* _GOAL OF THE EXERCISE_: Could you set down every record below exactly as it appears?
*** THE INPUT Section Begins ***
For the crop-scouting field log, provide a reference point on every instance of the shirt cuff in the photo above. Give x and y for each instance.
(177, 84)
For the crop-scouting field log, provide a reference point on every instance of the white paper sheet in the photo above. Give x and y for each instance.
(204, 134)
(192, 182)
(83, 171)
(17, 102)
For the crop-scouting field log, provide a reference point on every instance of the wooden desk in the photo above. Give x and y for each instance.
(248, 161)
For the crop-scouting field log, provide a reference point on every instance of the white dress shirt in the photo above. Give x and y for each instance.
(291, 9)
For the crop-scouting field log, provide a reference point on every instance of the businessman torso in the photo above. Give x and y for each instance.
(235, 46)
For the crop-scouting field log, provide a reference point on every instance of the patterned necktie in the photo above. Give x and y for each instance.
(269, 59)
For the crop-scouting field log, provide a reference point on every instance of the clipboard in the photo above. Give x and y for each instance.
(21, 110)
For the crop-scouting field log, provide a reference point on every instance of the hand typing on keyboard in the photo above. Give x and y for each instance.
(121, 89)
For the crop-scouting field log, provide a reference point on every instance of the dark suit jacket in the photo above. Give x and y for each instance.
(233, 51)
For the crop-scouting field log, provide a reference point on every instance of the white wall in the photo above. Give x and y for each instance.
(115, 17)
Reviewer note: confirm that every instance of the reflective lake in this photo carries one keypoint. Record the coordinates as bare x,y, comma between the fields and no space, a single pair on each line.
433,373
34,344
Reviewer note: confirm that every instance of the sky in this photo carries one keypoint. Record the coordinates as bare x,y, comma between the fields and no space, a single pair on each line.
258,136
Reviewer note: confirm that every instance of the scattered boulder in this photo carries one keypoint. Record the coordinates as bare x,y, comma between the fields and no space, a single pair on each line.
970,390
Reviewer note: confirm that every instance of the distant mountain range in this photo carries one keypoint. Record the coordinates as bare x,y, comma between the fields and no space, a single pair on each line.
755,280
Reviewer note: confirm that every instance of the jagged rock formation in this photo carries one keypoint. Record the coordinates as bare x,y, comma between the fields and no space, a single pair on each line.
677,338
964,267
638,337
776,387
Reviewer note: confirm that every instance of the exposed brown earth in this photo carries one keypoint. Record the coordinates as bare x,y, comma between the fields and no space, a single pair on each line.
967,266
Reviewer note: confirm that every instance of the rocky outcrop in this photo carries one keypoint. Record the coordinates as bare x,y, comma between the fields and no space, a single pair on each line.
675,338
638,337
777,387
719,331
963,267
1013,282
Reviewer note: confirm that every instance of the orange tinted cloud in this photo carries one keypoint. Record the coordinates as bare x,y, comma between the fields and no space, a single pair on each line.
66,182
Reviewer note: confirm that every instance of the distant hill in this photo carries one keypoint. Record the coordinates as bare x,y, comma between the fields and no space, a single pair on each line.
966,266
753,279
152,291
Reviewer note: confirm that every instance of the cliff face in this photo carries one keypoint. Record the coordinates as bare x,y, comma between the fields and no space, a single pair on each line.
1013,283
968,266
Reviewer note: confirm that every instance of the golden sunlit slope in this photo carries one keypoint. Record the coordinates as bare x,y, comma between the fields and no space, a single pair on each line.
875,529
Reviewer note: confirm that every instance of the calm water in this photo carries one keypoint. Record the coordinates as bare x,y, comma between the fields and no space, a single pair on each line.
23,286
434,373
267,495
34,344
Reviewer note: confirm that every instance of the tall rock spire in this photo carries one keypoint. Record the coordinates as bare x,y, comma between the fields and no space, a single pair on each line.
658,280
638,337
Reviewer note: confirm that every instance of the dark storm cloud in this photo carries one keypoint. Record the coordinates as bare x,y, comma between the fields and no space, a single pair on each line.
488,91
*** THE INPUT Section Ends ***
* _SOLUTION BELOW_:
For the crop-scouting field log, provide a reference point on every instance of the shirt cuff in the photo above. Give x and y for each instance.
(177, 84)
For the crop-scouting field log, provide a reference point on every instance of the white paper sheet in the photo above. Give x and y for each instance.
(204, 134)
(192, 182)
(83, 171)
(17, 102)
For the crop-scouting field log, provide a reference point on every instance of the wooden desk in the photo above. Give x and y for each instance.
(248, 161)
For the crop-scouting field log, provide a reference point on every instance of the white dress shirt in the photo above. Give x and y for each instance.
(291, 9)
For the crop-scouting field log, provide a reference point on every instance of the businessman torso in the photo above. Give x and y for each instance.
(235, 46)
For the crop-scouting field log, provide a reference point on every instance of the patterned necktie in the photo above. Give x and y for each instance.
(269, 59)
For the crop-scouting field log, provide a reference point on every instance of the clipboard in the photo above. Give x and y for each instance.
(21, 110)
For the crop-scouting field log, provide a reference point on every instance of the hand typing on keyboard in the photo above. Give x and y for each instance.
(121, 89)
For the crop-scouting field log, provide a reference point on every instance of the dark suit jacket in the photo above. Give x and y for each instance.
(233, 51)
For the crop-scouting field log, provide a reference point on every instance of the white wall in the photo above. Give x and y for each instance.
(115, 17)
Reviewer note: confirm that every instance of the reflective lake in this photo carries one keypoint. Record the coordinates as bare x,y, comma between the fields and no space, a single pair on each line.
433,373
34,344
Reviewer note: confirm that every instance of the sky in this photo carries one keypoint. Record the coordinates as bare x,y, comma between the fields and no space, a single pair on each line.
258,136
Reviewer note: confirm that every instance of the scattered boulder in this photo carries one keypoint. Record the coordinates as bare x,y, comma between the fields and no space, a single pair on each line.
970,390
Reviewer note: confirm that every instance of the distant mountain range in this photo carries one keypoint. Record the coordinates as bare x,y, comma between the fields and no space, a single pair on each line.
755,280
Reviewer note: confirm that every instance of the jagged rock formation in this photo carries one keypoint. Record the coordinates as bare x,y, comma between the fields and no space, a single pair on each line.
677,338
964,267
638,337
776,387
Reviewer note: confirm that every instance of the exposed brown earth in this photo carries one keypoint. Record the coordinates as bare x,y, comma between the fields and no space, a single pair on each line.
967,266
Reviewer note: confirm that every instance of the rocky outcrop in this photo carries one keypoint. Record the coordinates as bare x,y, comma between the fields and no space, a single pair on each line.
675,338
638,337
777,387
719,331
963,267
1013,282
Reviewer note: confirm that every instance of the orange tinted cloud in this photo carries one keypoint. Record the coordinates as bare x,y, comma between the fields and no space, a single pair on each line.
66,182
Reviewer note: confirm that every instance of the distant hill in this photo carries one keypoint. Record the coordinates as bare x,y, comma between the fields and no space, a single pair on each line.
966,266
753,279
152,291
Reviewer note: confirm that every instance of the cliff face in this photo carries one keypoint. Record the coordinates as bare x,y, comma between the fields and no space, a single pair on each line.
1013,283
968,266
Reviewer note: confirm that every instance of the golden sunlit slope in this photo carries one keypoint. Record the coordinates as bare x,y, comma between the fields and no space, a single pair on each line.
875,529
Reviewer note: confirm that every instance of the calm water in this photo carries one keypoint. Record the coordinates as bare x,y, comma between the fields and no space, a single pair on each line.
23,286
434,373
267,495
34,344
Reviewer note: confirm that every instance of the tall rock spire in this photo carries one keypoint. Record the coordinates as bare x,y, comma between the fields and no space, a single pair on each line.
658,280
638,337
Reviewer note: confirm that every instance of the dark storm cloud in this photo carries one keypoint. Record the coordinates as bare x,y, comma between the fields and no space, a single pair on each line.
488,91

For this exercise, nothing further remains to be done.